▶ Brief: Exact reproduction of the following data is required.
START Excerpted data
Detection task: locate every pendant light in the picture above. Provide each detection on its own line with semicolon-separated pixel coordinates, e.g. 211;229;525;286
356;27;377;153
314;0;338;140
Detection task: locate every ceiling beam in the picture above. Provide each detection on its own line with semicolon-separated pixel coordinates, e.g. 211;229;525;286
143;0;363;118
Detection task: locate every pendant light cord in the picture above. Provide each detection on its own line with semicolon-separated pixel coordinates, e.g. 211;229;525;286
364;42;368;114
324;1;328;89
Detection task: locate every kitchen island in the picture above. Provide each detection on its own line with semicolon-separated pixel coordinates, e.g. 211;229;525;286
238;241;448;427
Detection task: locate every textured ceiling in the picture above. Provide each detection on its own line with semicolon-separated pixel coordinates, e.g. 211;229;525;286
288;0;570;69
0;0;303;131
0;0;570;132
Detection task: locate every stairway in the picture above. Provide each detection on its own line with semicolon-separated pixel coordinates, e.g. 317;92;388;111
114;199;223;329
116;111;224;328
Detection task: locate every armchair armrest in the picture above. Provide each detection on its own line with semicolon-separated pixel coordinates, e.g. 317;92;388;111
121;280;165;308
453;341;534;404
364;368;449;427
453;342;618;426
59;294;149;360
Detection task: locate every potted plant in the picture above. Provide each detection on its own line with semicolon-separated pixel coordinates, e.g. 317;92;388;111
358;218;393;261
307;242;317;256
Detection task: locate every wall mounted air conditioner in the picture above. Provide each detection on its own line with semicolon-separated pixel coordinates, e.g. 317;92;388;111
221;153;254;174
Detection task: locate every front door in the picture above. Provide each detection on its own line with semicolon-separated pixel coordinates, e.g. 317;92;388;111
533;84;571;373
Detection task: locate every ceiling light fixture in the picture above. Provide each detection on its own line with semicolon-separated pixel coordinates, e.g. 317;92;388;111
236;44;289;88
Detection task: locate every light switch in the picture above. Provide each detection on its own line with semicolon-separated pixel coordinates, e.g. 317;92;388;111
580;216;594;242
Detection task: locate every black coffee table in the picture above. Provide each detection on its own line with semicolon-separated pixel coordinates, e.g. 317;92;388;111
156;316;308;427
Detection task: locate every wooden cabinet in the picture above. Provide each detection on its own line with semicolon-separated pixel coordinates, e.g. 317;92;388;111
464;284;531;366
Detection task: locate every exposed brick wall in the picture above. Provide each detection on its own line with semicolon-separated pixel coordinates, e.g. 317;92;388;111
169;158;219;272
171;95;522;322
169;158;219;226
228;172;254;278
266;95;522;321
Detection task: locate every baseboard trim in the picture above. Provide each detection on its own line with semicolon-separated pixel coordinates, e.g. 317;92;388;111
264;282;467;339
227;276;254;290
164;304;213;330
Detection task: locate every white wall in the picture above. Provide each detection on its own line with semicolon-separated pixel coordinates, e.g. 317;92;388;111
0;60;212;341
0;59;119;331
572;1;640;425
END Excerpted data
▶ Output:
Detection task: locate every pendant light in the picture above. Provide each detection on its own line with semicolon-separated pixel coordinates, e.g. 211;229;525;286
356;27;377;153
314;0;338;140
Detection task: locate every ceiling beam in the picture above. Provide each detection on its own line with semicolon-separated pixel coordinates, e.g. 211;229;525;286
143;0;363;118
Detection task: locate every pendant light cord in the picture above. Provide each detection on its own line with semicolon-separated pixel coordinates, e.g. 211;229;525;286
364;42;368;114
324;1;328;89
Detection task: locate every kitchen island in the picture above. Provide each detection on its own line with semicolon-separated pixel coordinates, e.g. 211;229;525;286
238;241;448;427
Detection task: locate every textured ceiling in the picture above. Provide each detection on its own line with semicolon-separated pixel coordinates, e.g. 211;229;525;286
288;0;570;69
0;0;303;131
0;0;570;132
Detection task: locate every stairway in the picture above. Provide each detection on its own line with semicolon-separated pixel coordinates, e.g. 317;92;388;111
114;199;223;329
116;111;224;328
Detection task: locate every armchair armrest in the picture above. Provide each detection on its own line with semicolon-separated pixel coordinates, e.g. 317;92;388;111
121;280;165;308
453;341;534;404
364;368;449;427
453;342;618;426
59;294;149;360
Detection task: locate every potted plant in the picture above. Provide each detection on its own line with semicolon-separated pixel coordinates, e.g. 317;92;388;111
358;218;393;261
307;242;317;256
Detection task: locate every wall mounted air conditioner in the picture above. Provide each detection on its own line with semicolon-separated pixel coordinates, e.g. 317;92;388;111
221;153;254;174
Detection task: locate every front door in the picture above. Provide each detection on its own line with semicolon-separated pixel coordinates, e.g. 317;92;388;111
533;84;571;373
Detection task: locate every ceiling light fixture in the picture above. Provide each detection on its own line with semicolon-separated pixel coordinates, e.g. 317;92;388;111
236;44;289;88
Detection task: locate every light switch in the picture above. Provide each detection on its own line with semicolon-separated pixel coordinates, e.g. 317;92;388;111
580;216;594;242
Detection task: locate every black coffee table in the picture above. Provide each detection on its own line with semicolon-separated pixel coordinates, e.g. 317;92;388;111
156;316;308;427
Detection task: locate every wooden cabinet in the picture above. Provide each detection on its own line with semicolon-separated pixel coordinates, e.g. 317;92;388;111
464;284;531;366
Detection task: locate every exposed brick wall in the picture above. Provide each detection on its own line with semicolon-separated pixel coordinates, e.g. 317;92;388;111
169;158;219;272
171;95;522;322
169;158;219;226
228;172;254;278
266;95;522;321
Detection task: locate every baseboard trim in the picture above. Provide each detection on its own line with semicolon-separated pixel coordinates, e.g. 317;92;388;111
264;282;467;339
227;276;254;290
164;304;213;330
Detection task: locate every white wall in the picture above. Provide each detection on its own line with semicolon-separated pixel coordinates, e.g. 317;92;388;111
0;60;212;341
0;59;119;331
572;1;640;425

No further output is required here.